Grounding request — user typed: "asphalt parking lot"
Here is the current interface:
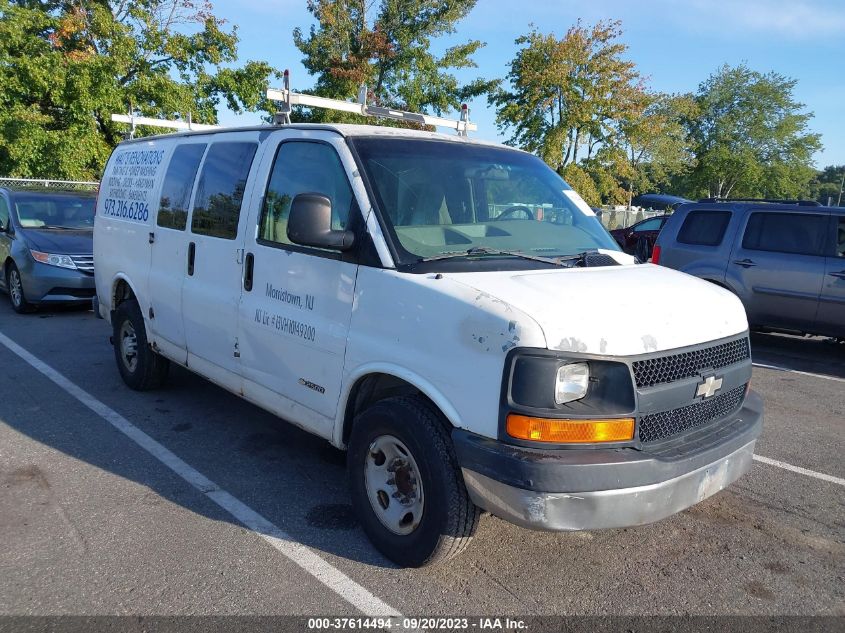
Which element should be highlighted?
[0,297,845,630]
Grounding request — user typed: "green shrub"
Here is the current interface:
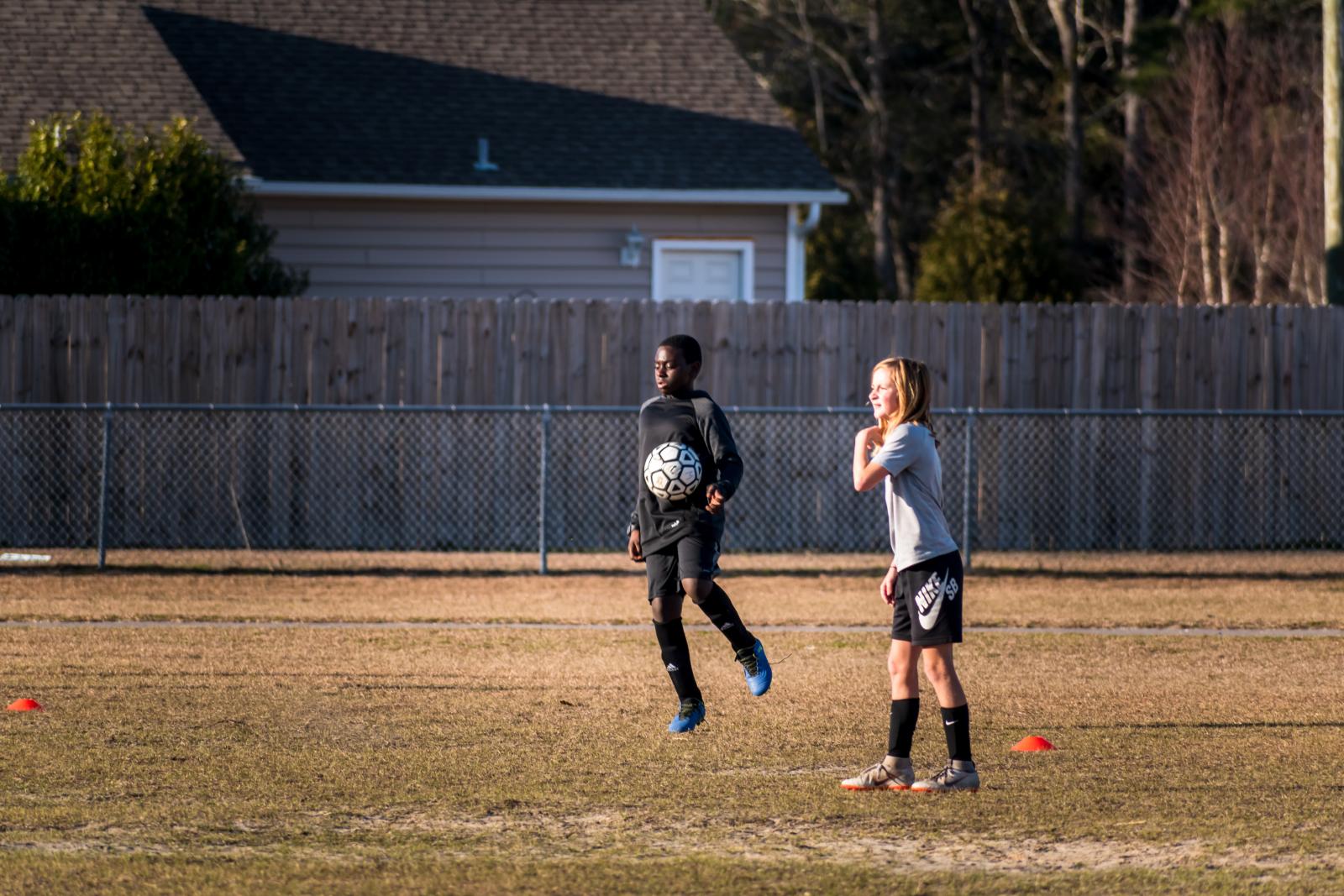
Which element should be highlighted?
[0,113,307,296]
[916,173,1074,302]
________________
TASK DESCRIPTION:
Pick out and copy every line in the material above that contains the word "Grounding". Only matches with the same capitalization count.

TASK OUTPUT:
Grounding request — user typed: "asphalt parking lot"
Grounding request — user typed: "green shrub"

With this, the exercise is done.